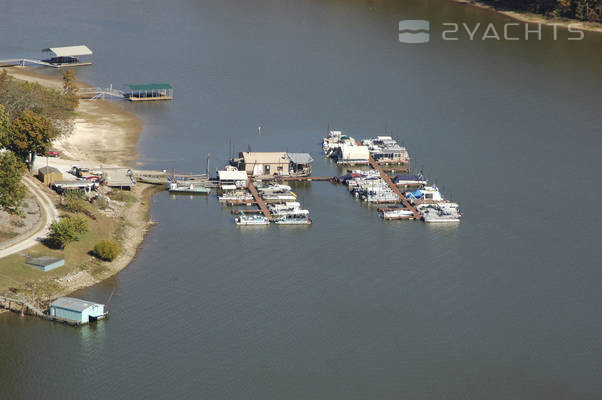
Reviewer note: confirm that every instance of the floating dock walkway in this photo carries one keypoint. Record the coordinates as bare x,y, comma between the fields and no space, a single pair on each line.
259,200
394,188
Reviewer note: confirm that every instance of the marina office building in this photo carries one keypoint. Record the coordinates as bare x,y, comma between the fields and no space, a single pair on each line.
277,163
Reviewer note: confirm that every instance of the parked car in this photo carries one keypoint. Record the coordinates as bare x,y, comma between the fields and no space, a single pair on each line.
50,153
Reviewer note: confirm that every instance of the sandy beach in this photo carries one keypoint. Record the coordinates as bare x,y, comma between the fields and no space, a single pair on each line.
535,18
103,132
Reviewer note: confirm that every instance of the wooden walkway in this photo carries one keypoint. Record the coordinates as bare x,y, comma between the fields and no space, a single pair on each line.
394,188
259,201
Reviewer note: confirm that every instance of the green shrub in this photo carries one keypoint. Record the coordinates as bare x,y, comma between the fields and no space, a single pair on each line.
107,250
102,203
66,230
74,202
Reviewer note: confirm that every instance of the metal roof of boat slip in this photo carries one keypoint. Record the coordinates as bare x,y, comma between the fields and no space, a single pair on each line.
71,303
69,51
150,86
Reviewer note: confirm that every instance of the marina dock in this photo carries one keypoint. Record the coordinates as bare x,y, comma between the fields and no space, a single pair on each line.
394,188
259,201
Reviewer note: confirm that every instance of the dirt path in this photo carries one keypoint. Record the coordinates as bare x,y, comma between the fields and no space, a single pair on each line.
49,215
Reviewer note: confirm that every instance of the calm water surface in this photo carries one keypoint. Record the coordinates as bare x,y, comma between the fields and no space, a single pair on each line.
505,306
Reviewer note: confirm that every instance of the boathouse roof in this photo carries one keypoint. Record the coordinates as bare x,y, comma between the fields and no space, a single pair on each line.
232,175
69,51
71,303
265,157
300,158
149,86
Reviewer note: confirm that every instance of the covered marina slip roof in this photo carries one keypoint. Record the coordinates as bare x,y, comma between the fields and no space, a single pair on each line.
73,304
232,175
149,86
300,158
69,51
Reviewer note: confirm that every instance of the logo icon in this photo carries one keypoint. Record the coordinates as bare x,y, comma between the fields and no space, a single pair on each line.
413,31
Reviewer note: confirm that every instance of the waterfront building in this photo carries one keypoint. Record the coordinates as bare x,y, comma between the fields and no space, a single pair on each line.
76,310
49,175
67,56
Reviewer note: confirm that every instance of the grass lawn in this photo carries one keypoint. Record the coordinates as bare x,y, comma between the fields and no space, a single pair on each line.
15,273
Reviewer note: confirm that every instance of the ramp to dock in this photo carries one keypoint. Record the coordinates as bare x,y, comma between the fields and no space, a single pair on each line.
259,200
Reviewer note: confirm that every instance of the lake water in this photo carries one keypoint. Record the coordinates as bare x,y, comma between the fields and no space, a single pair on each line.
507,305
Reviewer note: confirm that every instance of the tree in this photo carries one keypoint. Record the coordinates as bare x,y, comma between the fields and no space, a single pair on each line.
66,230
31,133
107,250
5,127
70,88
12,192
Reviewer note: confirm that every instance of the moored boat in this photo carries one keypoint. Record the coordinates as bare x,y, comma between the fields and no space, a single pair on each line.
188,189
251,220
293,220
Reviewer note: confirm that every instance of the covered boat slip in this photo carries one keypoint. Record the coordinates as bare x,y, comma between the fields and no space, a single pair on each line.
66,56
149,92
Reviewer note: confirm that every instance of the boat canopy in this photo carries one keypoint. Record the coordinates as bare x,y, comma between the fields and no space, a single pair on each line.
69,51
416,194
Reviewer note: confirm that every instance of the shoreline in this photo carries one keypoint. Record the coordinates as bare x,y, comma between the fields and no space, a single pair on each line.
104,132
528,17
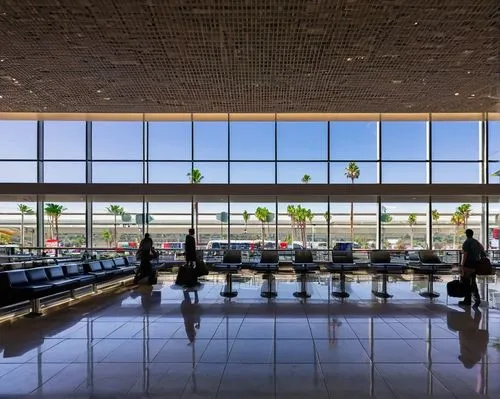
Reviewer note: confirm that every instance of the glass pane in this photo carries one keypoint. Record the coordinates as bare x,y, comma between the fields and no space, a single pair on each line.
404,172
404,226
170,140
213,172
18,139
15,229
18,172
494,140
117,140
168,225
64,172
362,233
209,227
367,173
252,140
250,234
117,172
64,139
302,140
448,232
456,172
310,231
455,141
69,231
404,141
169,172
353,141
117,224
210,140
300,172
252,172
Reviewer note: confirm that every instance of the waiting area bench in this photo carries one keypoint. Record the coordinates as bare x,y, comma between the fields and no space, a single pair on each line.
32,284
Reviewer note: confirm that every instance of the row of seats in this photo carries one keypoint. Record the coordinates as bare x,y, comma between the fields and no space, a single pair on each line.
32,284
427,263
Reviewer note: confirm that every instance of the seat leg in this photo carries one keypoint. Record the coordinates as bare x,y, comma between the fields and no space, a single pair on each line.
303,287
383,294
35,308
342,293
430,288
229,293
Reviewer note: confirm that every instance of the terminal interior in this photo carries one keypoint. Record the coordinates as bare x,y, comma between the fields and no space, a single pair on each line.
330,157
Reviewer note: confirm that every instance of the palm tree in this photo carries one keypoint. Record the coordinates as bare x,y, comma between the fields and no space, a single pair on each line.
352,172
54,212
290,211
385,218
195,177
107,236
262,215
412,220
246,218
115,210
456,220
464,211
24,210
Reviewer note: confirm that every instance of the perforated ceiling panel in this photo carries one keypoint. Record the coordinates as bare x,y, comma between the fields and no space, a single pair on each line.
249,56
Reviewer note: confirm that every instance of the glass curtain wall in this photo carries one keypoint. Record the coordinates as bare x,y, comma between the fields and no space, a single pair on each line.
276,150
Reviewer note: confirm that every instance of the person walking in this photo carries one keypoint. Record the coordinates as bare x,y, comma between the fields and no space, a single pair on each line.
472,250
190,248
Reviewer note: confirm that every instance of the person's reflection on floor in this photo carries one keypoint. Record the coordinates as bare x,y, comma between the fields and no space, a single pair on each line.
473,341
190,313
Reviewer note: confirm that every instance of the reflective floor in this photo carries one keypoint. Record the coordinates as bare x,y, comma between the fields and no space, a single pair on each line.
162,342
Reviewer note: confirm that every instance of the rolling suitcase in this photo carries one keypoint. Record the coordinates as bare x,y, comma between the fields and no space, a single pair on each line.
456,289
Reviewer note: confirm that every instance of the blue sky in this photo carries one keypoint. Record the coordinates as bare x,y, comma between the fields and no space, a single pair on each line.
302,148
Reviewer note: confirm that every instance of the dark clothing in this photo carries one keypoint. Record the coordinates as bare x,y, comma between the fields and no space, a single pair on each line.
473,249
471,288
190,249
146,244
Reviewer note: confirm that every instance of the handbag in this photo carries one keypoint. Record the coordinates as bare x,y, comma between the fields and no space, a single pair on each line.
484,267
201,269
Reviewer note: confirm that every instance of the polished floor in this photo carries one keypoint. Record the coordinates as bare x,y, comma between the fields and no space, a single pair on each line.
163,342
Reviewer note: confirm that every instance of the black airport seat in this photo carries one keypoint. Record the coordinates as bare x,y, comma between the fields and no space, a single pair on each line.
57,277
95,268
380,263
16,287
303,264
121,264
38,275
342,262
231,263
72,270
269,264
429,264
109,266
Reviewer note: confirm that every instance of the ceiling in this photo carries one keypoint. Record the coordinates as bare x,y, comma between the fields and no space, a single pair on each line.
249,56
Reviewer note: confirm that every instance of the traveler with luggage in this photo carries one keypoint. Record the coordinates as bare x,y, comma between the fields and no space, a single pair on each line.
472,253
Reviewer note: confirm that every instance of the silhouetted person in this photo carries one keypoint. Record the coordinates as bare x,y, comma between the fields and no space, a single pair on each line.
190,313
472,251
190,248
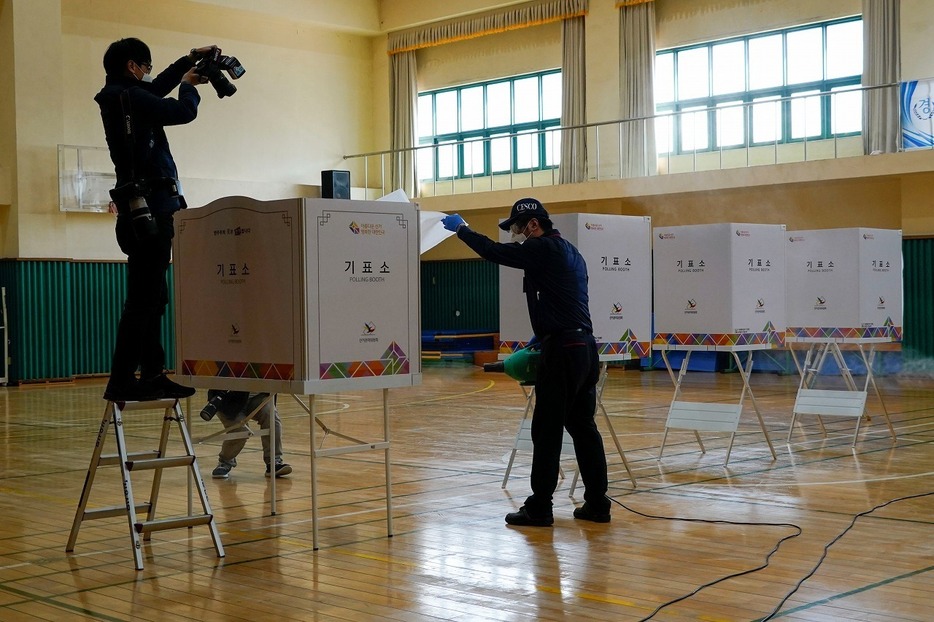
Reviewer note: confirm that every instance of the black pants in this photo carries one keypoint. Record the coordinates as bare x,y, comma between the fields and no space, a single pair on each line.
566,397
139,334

### What is being asked
Print the complete listing exactly, apart from any pictures.

### Exercise response
Reviewer note: confirm that every instance of the floating dock walkway in this photo carries one keypoint. Record the coordinates as bare x,y, comma between the fields and no space, a single pair on each line.
259,200
394,188
Reviewer note: confirm that every instance of the marina office building in this photo carries one keypoint. Record the coordinates as bare x,y, comma between the fields and no space, a single pair on each line.
277,163
Reviewer note: confirm that every instance of the parked car in this photo carries one keypoint. Record the coordinates as bare x,y, comma between the fields and no space, a single pair on each line.
50,153
Reviewer note: confirm that every instance of the sandy beach in this photo carries one keypoint. Record the coordinates as bare x,y, comma between the fields and no space, a single pair on each line.
535,18
103,132
Reviewer note: confirm that every instance of the wooden walkway in this photo carries one keypoint. Record the coordinates as bare x,y, comma between the fields and no space, a single pair on each line.
394,188
259,201
Reviewer note: confirm that every instance of the green shrub in this photo carries one keypoint. Record the coordinates as bare x,y, comma between the fields and no space, a single pair on each line.
107,250
102,203
66,230
74,202
Reviewer note: confirm that every instance of the metal roof of boat slip in this photo carries one keypoint. Record the coordinates as bare x,y, comma between the fields and no space, a single pair on each line.
71,303
69,51
150,86
Reviewer note: confirm that every instance of the marina dock in this photo carries one keypoint. Record the coordinates as bare x,y, comma between the fields and no space, a single pair on each line.
394,188
259,201
Reviewer note: confirm that every instance of the dirt path in this photo carries one keypoint. Record the coordinates as bare x,y, comma between the fields and no space, a single pair on each line.
49,215
Reviewer note: confirm that every instance of the calm water surface in this photo carries one keypoint. Record the coordinates as bare x,y, comma between the fields and no space, a single pair on each line.
505,306
Reviewer note: confirm that every instance of the boathouse roof in this photo carries one keypoint. Record the coordinates as bare x,y, comma between the fields and no space, a single pair on each line.
232,175
69,51
71,303
265,157
300,158
149,86
Reviewer note: confirm that every instance of the covered marina slip roof in this photo carries one keypoint. Record the coordinates as bare x,y, comma between the fields and no space, a single pair on each line.
73,304
232,175
149,86
300,158
69,51
Reviewer note: confirm that every instance of the logo icon in this photo carries one keypoint. Record the coordinates as bare x,y, comma between the fields and no space, a single pair on each line.
413,31
Reviewer note: confirm that every instance of the waterfront building in this photo carries one keypoint. Record the coordinates as bare x,y, comma between the fields and no space, a single pair on each line.
76,310
49,175
67,56
Reviewer note: confirm that every instance of the grass lawn in this photo carries one keypoint. Record the coordinates as bare x,y, comma between the fields and no space, a single pair on each line.
15,273
Reviewer note: confirm that every instance of the ramp to dock in this photo carries one keypoint. Record the coordinates as bare x,y, comma between the fields and no space, a single pair on each line.
259,200
Reviewer note: confirm that every instance of the lake water in this photo carries one keypoint. Record the coordinates as bare x,y, comma between the fields and no space, a single pair on each line.
507,305
Reviewer note: confirm that every instance of the tree in this photo carries one keypoint. Record the coordinates as bare x,y, comma between the fields and no space, a single pair on each line.
66,230
31,133
107,250
5,127
70,88
12,192
Reviewer note: confirm that every instance of the moored boat in this photo carries one keypoint. Record the coordinates as bare x,y, comma between the fields and no space, a single pair on each line.
188,189
251,220
293,220
Reviewer note: confirm that every instance of the covered boat slip in this photo carries one keypoint. Record the coordinates as bare x,y, comma between the fields and no space, a single pair on each line.
66,56
149,92
Reviewer note: confirm that every instance of the boat canopy in this photo carries one keypoint. Record the coordinates as bare x,y, comma between the fields and no space, a single pair on each line.
69,51
416,194
Reviewer note: confirm that every instance of the shoreline in this photo carries one keypoint. Record the coordinates as bare x,y, comma between the fields and no space, a single pair on each line.
104,132
528,17
Reviewer note: confirm that every instance of the glass pane in this photo carries one keypoint. Record the coordinates as bare x,y, comma between the fields and no space, a single pair on each line.
404,172
404,226
170,140
213,172
18,139
15,229
18,172
494,140
117,140
168,225
64,172
362,233
209,227
367,173
252,140
250,234
117,172
64,139
302,140
448,232
456,172
310,231
455,141
69,231
404,141
169,172
353,141
117,224
210,140
300,172
252,172
Reviewer note: confirm that every instance of the waiting area bench in this photo carries one keypoint. Record the coordinates as bare x,y, comma between the fields and no space, a single pair on each line.
32,284
Reviewer note: confirm that every instance of the row of seats in this photo carries one keypoint. Record the coordinates as bare x,y, comma between the fields and no space, a single pair on each line.
32,284
427,263
Reviewer note: confirm that every instance of the seat leg in this photo carries one keypoint. Record the coordinates as bare x,y, comma between the fields and no space, a single pair on each line.
303,287
383,294
35,308
342,293
430,288
229,293
Reviewer note: confirm that every instance of the terminal interior in this photo carries one keypoint. Record the coordinates as bare x,y, comma between the fields and no space, a single pair on each line.
330,157
Reviewer note: confirm that every instance of the palm tree in this photo carries one keypoint. Record the coordinates as bare x,y, comma between the fields and no space, a single pair on each line.
352,172
54,212
290,211
385,218
195,177
107,236
262,215
412,220
246,218
115,210
456,220
464,211
24,210
Reviewer note: confirm that every instance of the perforated ceiling panel in this photo carries one keypoint. Record the coordinates as bare x,y, comma between the fields and no space, a single pair on each line.
249,56
Reviewer note: confirm that every instance of the glass curtain wall in this photo carries one keypoint. Record the coordinates as bare x,y, comma between the fields and no space, a single pair on each line.
276,150
Reviewer note: confirm that every instance of the person walking in this photo carries one keypoint. Record the coordinates as bare x,y, comma between the fields and no space, a single pair on each line.
472,250
190,248
Reviewer note: confirm that every instance of the person's reflection on floor in this photo carries one keypoint. Record the coordinates as bare x,y, comma between the fields and no space, a single pair on each line.
473,341
190,313
Reviewer note: confirm that every instance of the reflective floor in this photo carries one keypoint. Record the coordinates as bare x,y, comma between the fields and no space, a single pair on each line.
162,342
Reviewer note: confirm that every instance of the rolling suitcase in this photo carries one keypoint. Record the coordinates as bare x,y, comma between the fields and no space, a single pair on each line.
456,289
Reviewer note: confirm that every instance of the blue sky in this photo carries one keypoint. Record the coordinates as bare x,y, comma between the fields and no space, a single pair on each line.
302,148
Reviewer note: confirm that every instance of the dark clothing in this photo carries one keypoint. Record the coordinates as bare x,y, comma between the fields and no space, a single pair on each line.
473,249
471,288
190,249
146,244
Reviewer note: confirm that every instance of the handbag in this photo carries one keypoint. Record the coordinates as bare x,y, comma between the fields and no space, a single pair on each line.
484,267
201,269
Reviewer note: confirm that every instance of the polished floor in this photo carries one keypoint. Record the coordinates as bare x,y, comma between the fields and no space, a single pair on each line.
163,342
Reviewer note: confirm that every instance of the black airport seat in this photo carries one keypoint. Record the coordinates as bare x,y, comma between the fields and no space, a single pair on each line.
57,277
95,268
380,263
16,287
303,264
121,264
38,275
342,262
231,263
72,270
269,264
429,264
109,266
Reviewer note: confirm that every instance of the ceiling in this photo carries one keypoint. Record the coordinates as bare x,y, comma between the fields and no space, a single pair on each line.
249,56
Reviewer note: confirm that every instance of the traveler with luggage in this photo carries one keypoint. Record the coordinates as bare x,y, comma between the fields and no space, a single pair on each line.
472,253
Reviewer note: confirm that every instance of the silhouetted person in this photo carries one keypoint. Record the coordinates as bare x,y, comma between the fields and no space, a single pair on each line.
190,313
472,251
190,248
Reviewer note: confirm that every instance of the black pants in this photo carries one keypoint. Record the coordinates as bare x,y, comma between the fields and no space, a single pair on each line.
566,397
139,334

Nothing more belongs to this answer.